(REQUIRED WORK):
The stretch from the line with "of the orange" through the line with "the deer neck" in the records below: write it out exactly, and nothing else.

Point localization data:
....

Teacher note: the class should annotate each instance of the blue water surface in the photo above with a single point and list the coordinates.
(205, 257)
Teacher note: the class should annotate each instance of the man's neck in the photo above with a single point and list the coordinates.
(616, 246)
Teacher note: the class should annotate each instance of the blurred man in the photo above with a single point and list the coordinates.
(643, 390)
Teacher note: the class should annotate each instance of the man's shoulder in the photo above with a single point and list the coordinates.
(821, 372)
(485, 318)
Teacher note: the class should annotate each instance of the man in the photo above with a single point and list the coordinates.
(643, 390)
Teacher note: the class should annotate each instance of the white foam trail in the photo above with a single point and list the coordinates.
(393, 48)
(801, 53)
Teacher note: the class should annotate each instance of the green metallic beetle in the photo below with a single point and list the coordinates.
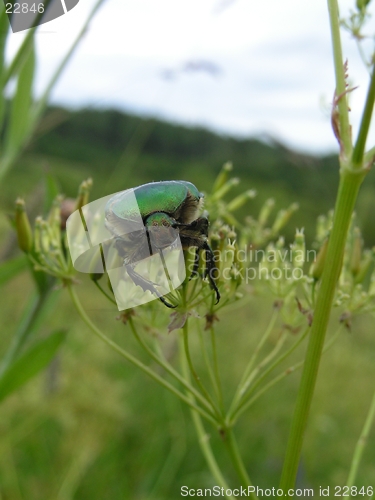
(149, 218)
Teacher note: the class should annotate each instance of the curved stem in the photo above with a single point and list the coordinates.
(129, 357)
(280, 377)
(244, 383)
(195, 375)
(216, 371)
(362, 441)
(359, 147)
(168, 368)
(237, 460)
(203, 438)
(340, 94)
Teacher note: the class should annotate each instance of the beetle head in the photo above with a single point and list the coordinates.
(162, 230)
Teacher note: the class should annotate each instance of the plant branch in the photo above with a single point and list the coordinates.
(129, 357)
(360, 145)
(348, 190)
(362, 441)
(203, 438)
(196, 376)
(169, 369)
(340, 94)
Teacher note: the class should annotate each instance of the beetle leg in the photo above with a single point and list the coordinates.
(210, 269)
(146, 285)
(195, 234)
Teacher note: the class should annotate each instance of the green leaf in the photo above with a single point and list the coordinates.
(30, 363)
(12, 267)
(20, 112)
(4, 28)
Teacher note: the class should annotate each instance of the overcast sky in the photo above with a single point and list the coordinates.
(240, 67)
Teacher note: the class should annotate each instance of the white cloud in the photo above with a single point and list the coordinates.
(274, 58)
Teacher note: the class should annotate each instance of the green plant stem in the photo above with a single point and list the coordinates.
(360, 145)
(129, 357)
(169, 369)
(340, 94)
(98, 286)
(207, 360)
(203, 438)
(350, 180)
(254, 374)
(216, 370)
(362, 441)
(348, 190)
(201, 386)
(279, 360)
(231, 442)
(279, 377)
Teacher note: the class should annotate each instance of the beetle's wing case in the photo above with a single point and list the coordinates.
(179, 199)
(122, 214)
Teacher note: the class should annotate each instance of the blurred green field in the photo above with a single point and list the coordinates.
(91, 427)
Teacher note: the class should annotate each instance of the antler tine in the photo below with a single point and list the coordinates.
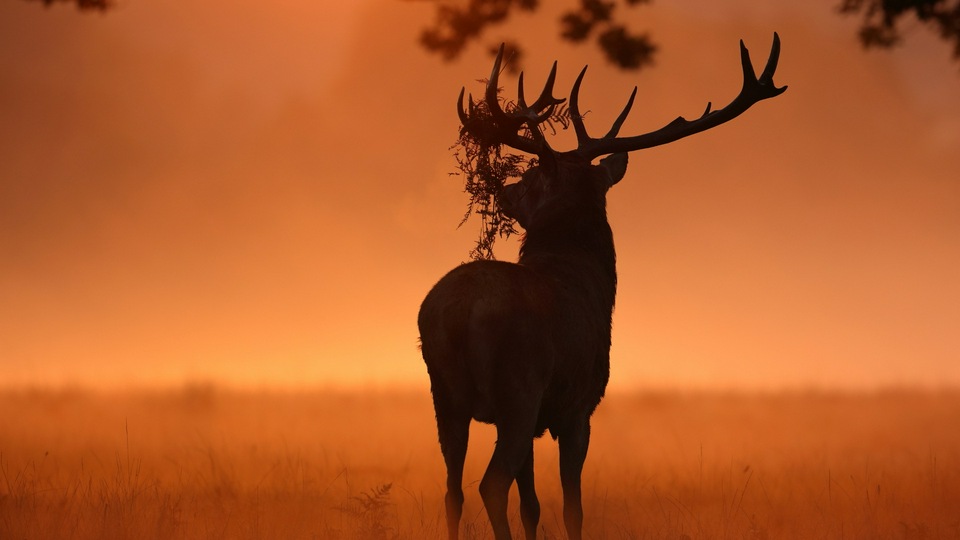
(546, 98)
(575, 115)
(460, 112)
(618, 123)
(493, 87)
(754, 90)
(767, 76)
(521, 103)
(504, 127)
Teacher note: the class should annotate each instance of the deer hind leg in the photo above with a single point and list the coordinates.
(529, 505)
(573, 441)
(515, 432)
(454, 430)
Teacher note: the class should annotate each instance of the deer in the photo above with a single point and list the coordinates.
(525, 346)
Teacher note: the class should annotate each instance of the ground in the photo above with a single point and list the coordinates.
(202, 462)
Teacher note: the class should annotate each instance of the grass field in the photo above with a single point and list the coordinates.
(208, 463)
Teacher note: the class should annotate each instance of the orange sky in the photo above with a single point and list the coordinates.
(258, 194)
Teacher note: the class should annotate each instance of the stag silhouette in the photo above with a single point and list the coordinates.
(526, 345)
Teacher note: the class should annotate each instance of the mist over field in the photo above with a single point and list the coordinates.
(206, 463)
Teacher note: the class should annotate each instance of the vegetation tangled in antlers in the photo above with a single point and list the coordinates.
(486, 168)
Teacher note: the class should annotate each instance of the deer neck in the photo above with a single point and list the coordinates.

....

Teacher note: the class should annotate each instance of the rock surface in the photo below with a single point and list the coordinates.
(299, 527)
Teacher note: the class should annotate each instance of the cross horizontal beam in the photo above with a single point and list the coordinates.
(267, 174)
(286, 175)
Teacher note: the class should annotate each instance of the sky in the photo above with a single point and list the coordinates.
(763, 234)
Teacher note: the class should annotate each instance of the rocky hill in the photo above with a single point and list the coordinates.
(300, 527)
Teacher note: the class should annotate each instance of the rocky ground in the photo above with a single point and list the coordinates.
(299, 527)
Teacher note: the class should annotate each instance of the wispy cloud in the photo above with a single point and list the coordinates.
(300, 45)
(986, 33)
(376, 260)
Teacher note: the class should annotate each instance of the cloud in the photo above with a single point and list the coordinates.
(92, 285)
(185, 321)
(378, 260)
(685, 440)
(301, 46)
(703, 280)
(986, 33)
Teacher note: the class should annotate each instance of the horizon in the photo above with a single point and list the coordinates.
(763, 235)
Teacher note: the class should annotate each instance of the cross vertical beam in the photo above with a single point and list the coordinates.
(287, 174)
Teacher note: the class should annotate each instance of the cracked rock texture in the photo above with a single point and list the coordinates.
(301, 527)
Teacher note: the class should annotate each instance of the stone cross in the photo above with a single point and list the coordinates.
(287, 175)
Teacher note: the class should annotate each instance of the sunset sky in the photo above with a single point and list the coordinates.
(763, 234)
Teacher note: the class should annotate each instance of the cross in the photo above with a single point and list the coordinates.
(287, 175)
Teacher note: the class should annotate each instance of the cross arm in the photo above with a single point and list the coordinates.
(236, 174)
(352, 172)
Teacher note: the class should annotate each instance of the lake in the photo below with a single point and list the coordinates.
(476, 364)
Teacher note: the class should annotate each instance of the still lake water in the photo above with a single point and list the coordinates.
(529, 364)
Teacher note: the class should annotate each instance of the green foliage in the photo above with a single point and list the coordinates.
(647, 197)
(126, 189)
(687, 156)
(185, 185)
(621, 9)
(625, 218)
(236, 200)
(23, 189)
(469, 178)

....

(SOLUTION FOR THIS EXERCISE):
Teacher note: the class should annotate each instance of the orange sky in the photo above with a single point and list the coordinates.
(258, 194)
Teacher note: the class should annotate each instance of the stag silhouette in the photo above with a single point and list the coordinates.
(526, 345)
Teacher note: the class should annotate each instance of the mist over field in the photo above with a single point and list the coordinates.
(206, 463)
Teacher note: the class should annotate each instance of the vegetation tangled in antlers in the photo above with a single point and list the coordinates.
(486, 168)
Teacher note: the class should annotate each instance of the deer neck in the photo above with a single point and list the coordinates.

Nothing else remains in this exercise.